- **Material for this exercise**
________________
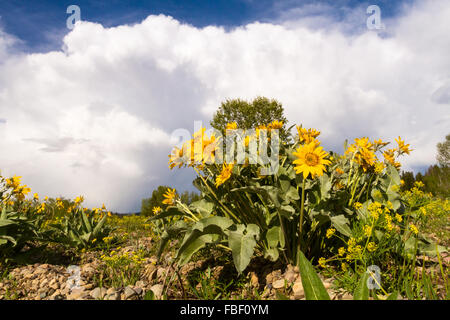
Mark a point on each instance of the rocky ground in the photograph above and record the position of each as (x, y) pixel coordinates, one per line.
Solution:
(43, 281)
________________
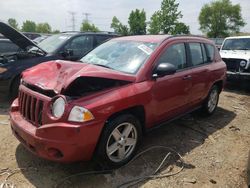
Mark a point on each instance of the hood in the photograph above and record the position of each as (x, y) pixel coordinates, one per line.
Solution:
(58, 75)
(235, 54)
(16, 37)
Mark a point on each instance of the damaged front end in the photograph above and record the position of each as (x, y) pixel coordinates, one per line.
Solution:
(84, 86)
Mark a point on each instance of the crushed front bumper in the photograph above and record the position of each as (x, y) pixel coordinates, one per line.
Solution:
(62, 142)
________________
- **Problem to solve**
Read the listing. Report every line that includes the word "pixel".

- **The answer**
Mark a point on each instance of the rocky ground in the photograph above and record the position of each as (x, y) pixel coordinates, one per line.
Mark a point on each instance of the hood in the photograph above and record the position of each as (x, y) pixel coordinates, one per line.
Mark a point on each instance of the damaged front end in the photograph above and record the position of each as (x, y) pixel coordinates, one per line.
Mark a point on each instance of the crushed front bumper in the photograph above and record the position of each as (x, y) pixel coordinates, one per line.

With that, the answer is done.